─── TEXT SEGMENT

Russell Hitchcock is the self-titled debut solo album by Russell Hitchcock, best known as the lead singer of Air Supply, released in 1988. The album did not reach the charts, though singles "Someone Who Believes in You", "I Can't Believe My Eyes" and the covers "The Sun Ain't Gonna Shine Anymore", "What Becomes of the Brokenhearted" and "Where Did the Feeling Go?" had minor recognition.

As a solo artist, Hitchcock would later release several more singles, the most famous being "Swear to Your Heart" from the film Arachnophobia. Others include duets with Judith Durham from the I Am an Australian album, "De Todos Modos" with Ednita Nazario from the album Super Exitos (1991) and "Is It You" with Rita Coolidge (1995).

Also of note is the track "The River Cried", which was first recorded by former Scandal vocalist/songwriter Patty Smyth for her 1987 debut solo album (the version heard here is 12 seconds shorter).

──────

■ WHAT YOU WILL DO
1) Answer these questions using the album description:
(a) In what year was the album released?
(b) Which film featured the single "Swear to Your Heart"?
(c) Who first recorded "The River Cried"?
2) Decide whether each statement agrees with the album description, and quote the words that settle it:
(a) The album reached the charts.
(b) "Is It You" was a duet with Rita Coolidge.
(c) The album's version of "The River Cried" runs longer than the first recording.
3) Retype the album description from "Also of note" to "12 seconds shorter).".
The records are separate material, unrelated to the album description.

─── DATASET RECORDS

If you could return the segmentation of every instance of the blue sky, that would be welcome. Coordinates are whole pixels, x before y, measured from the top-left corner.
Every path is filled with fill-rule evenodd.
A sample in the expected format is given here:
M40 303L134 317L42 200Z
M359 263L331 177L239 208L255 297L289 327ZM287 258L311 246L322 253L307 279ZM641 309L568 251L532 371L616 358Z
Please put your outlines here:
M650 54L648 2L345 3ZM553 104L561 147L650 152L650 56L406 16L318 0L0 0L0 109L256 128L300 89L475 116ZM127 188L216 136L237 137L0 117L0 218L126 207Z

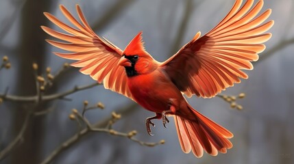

──────

■ ANSWERS BELOW
1)
(a) 1988
(b) Arachnophobia
(c) Patty Smyth

2)
(a) No: "The album did not reach the charts"
(b) Yes: "\"Is It You\" with Rita Coolidge (1995)"
(c) No: "the version heard here is 12 seconds shorter"

3)
Also of note is the track "The River Cried", which was first recorded by former Scandal vocalist/songwriter Patty Smyth for her 1987 debut solo album (the version heard here is 12 seconds shorter).